## PROBLEM:
Exactly as written, transcribe the data from its opening line through the line containing "instruction: mark the region of every instance of the woman's". Leave every picture out.

## DATASET RECORDS:
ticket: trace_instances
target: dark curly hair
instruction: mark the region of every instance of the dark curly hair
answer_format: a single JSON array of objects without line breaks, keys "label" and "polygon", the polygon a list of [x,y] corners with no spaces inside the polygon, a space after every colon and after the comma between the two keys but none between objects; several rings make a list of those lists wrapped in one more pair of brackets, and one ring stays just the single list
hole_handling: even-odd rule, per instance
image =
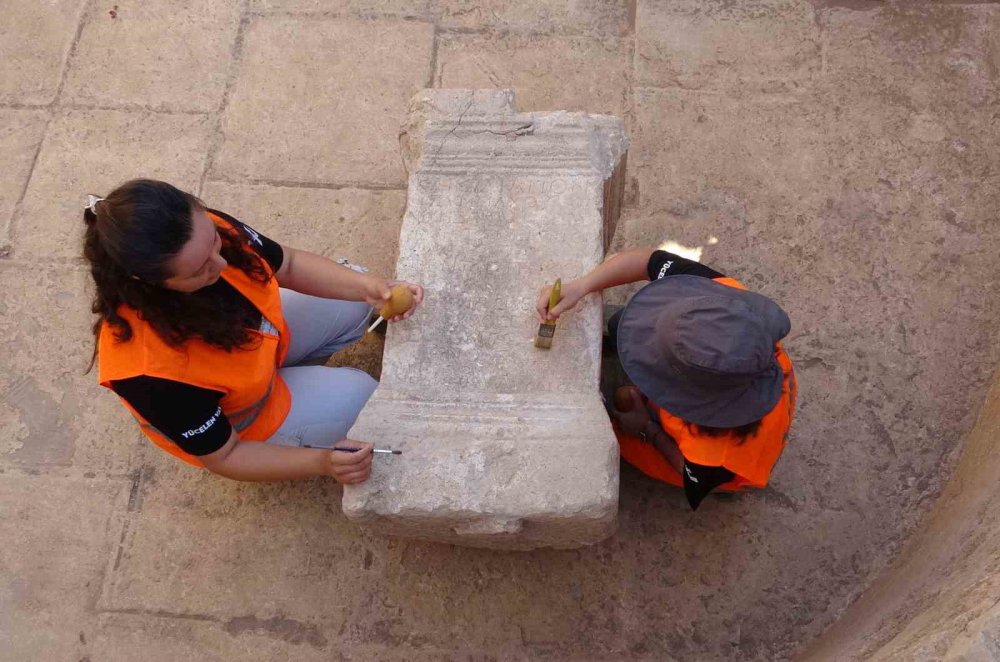
[{"label": "dark curly hair", "polygon": [[[166,182],[133,179],[83,213],[86,224],[83,255],[90,264],[97,291],[92,311],[94,353],[101,326],[107,324],[118,342],[132,338],[132,328],[120,314],[121,306],[137,311],[140,319],[171,346],[200,338],[227,352],[252,349],[260,337],[252,331],[257,313],[244,297],[223,296],[217,287],[185,293],[167,289],[167,263],[191,238],[191,219],[205,204]],[[222,257],[250,278],[266,283],[271,273],[252,251],[247,238],[235,229],[219,228]]]}]

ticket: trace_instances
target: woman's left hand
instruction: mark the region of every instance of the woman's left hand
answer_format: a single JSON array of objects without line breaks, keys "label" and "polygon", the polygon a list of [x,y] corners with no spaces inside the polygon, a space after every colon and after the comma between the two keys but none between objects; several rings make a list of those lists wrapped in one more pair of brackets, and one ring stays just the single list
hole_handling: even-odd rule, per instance
[{"label": "woman's left hand", "polygon": [[639,433],[643,432],[646,426],[649,425],[651,419],[649,410],[646,409],[646,402],[639,395],[639,390],[631,388],[629,389],[629,395],[632,398],[631,411],[621,411],[616,407],[614,416],[615,420],[618,421],[618,425],[621,426],[622,432],[632,437],[638,437]]},{"label": "woman's left hand", "polygon": [[401,322],[405,320],[407,317],[413,314],[413,311],[416,310],[417,306],[419,306],[424,300],[424,288],[420,287],[416,283],[408,283],[405,280],[389,281],[389,287],[394,287],[396,285],[405,285],[407,288],[409,288],[411,292],[413,292],[413,307],[410,308],[408,311],[406,311],[404,314],[396,315],[395,317],[391,318],[389,320],[390,322]]}]

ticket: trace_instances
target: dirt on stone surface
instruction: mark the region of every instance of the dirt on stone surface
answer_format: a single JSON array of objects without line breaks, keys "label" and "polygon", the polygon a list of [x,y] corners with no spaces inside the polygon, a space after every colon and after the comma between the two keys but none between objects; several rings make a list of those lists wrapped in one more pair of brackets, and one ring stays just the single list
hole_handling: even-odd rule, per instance
[{"label": "dirt on stone surface", "polygon": [[[1000,358],[995,3],[7,5],[11,659],[789,659],[934,502]],[[798,413],[769,488],[691,513],[624,467],[619,531],[591,548],[382,539],[343,518],[330,481],[181,465],[84,374],[87,193],[166,179],[392,276],[398,128],[441,85],[621,114],[614,249],[697,256],[789,312]],[[381,342],[333,362],[377,374]]]}]

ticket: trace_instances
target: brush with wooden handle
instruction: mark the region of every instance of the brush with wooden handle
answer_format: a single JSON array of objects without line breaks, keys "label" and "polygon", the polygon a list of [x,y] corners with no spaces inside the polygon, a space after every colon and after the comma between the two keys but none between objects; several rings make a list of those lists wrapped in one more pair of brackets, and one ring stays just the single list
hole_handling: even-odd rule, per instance
[{"label": "brush with wooden handle", "polygon": [[[552,310],[562,299],[562,279],[556,278],[549,292],[549,307]],[[535,334],[535,347],[538,349],[552,349],[552,339],[556,335],[556,320],[545,320],[538,325],[538,333]]]}]

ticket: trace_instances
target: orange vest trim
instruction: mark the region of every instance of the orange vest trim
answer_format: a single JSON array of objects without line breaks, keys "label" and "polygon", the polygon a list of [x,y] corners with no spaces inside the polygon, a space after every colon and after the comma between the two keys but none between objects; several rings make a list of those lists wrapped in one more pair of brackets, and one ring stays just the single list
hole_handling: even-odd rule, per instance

## RESPONSE:
ticket: trace_instances
target: dark curly hair
instruction: mark the region of every instance of the dark curly hair
answer_format: a single JSON array of objects without line breaks, keys "label" and "polygon", the polygon a list of [x,y] corners with no spaces inside the polygon, a space after every colon and after the comma between the two keys but none between objects; several rings make a list of those lists wrapped in one more pair of brackets, and one ring stays just the single list
hole_handling: even-odd rule, per instance
image =
[{"label": "dark curly hair", "polygon": [[[166,182],[133,179],[83,213],[86,224],[83,255],[90,264],[97,291],[92,311],[94,353],[101,326],[107,324],[118,342],[132,338],[132,328],[120,314],[121,306],[137,311],[140,319],[171,346],[200,338],[227,352],[252,349],[260,337],[252,331],[257,313],[244,297],[223,296],[217,287],[185,293],[167,289],[167,263],[191,238],[191,219],[205,204]],[[222,257],[250,278],[266,283],[271,273],[252,251],[247,238],[235,229],[219,228]]]}]

ticket: trace_instances
target: woman's left hand
instruction: mark the region of every instance of the woman's left hand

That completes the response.